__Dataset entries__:
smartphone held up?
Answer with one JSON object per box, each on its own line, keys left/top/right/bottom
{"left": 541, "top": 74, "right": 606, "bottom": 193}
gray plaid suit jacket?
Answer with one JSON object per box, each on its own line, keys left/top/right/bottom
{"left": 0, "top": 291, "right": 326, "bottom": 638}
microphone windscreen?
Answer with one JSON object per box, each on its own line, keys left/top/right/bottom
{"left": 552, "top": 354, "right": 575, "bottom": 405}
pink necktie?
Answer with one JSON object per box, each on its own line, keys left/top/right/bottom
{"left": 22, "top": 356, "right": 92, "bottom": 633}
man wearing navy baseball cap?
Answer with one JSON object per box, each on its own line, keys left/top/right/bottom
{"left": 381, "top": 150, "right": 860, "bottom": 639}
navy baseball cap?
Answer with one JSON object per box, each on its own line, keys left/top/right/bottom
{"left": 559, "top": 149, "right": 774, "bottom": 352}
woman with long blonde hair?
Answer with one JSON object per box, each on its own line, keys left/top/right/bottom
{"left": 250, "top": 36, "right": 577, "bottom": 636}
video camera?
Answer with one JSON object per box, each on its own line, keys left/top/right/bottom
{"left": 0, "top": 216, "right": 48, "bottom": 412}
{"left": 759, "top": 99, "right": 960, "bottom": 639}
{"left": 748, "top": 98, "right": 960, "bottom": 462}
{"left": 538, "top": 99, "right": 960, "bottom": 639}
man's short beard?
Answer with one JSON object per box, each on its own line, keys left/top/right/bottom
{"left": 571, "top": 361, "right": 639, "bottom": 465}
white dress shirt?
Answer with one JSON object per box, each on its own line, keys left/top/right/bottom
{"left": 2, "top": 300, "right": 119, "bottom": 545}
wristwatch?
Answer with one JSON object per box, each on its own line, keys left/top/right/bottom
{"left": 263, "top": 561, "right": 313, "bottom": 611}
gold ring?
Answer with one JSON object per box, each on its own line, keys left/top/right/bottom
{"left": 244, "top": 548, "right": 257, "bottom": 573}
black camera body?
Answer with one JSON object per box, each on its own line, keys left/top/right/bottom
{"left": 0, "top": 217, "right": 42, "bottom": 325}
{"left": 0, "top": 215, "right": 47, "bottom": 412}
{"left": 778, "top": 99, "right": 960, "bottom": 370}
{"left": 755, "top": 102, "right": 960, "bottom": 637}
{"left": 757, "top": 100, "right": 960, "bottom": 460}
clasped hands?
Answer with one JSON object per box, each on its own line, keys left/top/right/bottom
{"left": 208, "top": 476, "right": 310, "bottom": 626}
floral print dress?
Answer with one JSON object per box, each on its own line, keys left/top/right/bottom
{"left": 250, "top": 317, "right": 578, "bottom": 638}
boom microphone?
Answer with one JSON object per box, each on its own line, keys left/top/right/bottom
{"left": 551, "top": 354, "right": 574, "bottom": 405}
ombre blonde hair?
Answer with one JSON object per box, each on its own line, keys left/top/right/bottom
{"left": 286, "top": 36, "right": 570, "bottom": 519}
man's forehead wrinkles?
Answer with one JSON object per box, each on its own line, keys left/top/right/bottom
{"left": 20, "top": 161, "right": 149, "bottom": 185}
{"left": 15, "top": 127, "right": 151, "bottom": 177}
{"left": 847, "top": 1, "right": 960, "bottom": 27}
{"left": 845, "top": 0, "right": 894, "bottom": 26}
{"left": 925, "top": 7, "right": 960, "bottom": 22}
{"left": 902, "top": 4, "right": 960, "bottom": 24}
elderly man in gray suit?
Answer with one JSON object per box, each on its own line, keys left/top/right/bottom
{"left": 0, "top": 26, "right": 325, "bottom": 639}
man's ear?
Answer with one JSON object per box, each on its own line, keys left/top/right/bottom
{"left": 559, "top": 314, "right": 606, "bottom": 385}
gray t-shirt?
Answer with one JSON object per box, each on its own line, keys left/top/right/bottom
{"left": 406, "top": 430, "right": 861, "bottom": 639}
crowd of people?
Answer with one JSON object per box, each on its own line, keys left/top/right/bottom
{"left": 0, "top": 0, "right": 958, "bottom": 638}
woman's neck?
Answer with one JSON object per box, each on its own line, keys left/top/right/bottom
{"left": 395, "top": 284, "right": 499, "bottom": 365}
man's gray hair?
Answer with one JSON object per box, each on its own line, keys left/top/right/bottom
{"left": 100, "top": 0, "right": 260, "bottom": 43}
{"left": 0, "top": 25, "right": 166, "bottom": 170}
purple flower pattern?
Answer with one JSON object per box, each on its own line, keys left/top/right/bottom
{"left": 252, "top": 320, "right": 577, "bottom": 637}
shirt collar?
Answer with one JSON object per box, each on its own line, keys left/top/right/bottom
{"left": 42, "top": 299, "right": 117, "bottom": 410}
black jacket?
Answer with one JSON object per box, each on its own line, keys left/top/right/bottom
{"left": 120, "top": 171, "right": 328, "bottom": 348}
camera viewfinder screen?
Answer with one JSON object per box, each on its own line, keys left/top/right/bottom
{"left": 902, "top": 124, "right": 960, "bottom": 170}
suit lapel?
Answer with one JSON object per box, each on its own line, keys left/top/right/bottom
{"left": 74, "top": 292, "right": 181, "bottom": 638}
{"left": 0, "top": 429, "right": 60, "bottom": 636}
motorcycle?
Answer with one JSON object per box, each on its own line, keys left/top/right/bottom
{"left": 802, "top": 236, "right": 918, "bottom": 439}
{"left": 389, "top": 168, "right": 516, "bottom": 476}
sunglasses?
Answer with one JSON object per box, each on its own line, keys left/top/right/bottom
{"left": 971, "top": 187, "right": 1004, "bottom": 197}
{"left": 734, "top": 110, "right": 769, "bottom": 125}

__WHAT IS EXPECTED__:
Retype exactly the lines from the first line of the records above through the line containing "black camera body?", both included, and nothing else.

__FINISHED TASK__:
smartphone held up?
Answer with one JSON object per box, each on its own line, keys left/top/right/bottom
{"left": 541, "top": 74, "right": 606, "bottom": 193}
gray plaid suit jacket?
Answer with one JSON object per box, each on its own line, keys left/top/right/bottom
{"left": 0, "top": 291, "right": 326, "bottom": 638}
microphone windscreen?
Answer with one JSON object per box, each on its own line, keys left/top/right/bottom
{"left": 552, "top": 354, "right": 575, "bottom": 405}
pink necktie?
Answer with one JSON object per box, each on its own line, keys left/top/right/bottom
{"left": 22, "top": 356, "right": 92, "bottom": 633}
man wearing navy baseball cap?
Answer with one JSON object per box, each on its own line, keys left/top/right/bottom
{"left": 381, "top": 150, "right": 860, "bottom": 639}
navy baseball cap?
Answer with one JSON object per box, each on its own line, keys left/top/right/bottom
{"left": 559, "top": 149, "right": 774, "bottom": 352}
woman with long blonde hair?
Answer with one JSON object per box, each on its own line, keys left/top/right/bottom
{"left": 250, "top": 36, "right": 577, "bottom": 636}
video camera?
Answer with one JSON object per box, each on its own line, keys left/top/right/bottom
{"left": 0, "top": 216, "right": 48, "bottom": 412}
{"left": 759, "top": 99, "right": 960, "bottom": 639}
{"left": 748, "top": 98, "right": 960, "bottom": 462}
{"left": 538, "top": 99, "right": 960, "bottom": 639}
man's short beard?
Answer with one JSON object per box, each on its own line, keys left/top/right/bottom
{"left": 571, "top": 361, "right": 639, "bottom": 465}
white dress shirt?
Answer with one JSON object per box, each on its own line, keys left/top/right/bottom
{"left": 2, "top": 300, "right": 119, "bottom": 545}
wristwatch?
Answer with one JSON object per box, each on its own line, keys left/top/right/bottom
{"left": 263, "top": 561, "right": 313, "bottom": 611}
gold ring?
Answer with one JSON object per box, each on its own line, keys left/top/right/bottom
{"left": 244, "top": 548, "right": 257, "bottom": 573}
black camera body?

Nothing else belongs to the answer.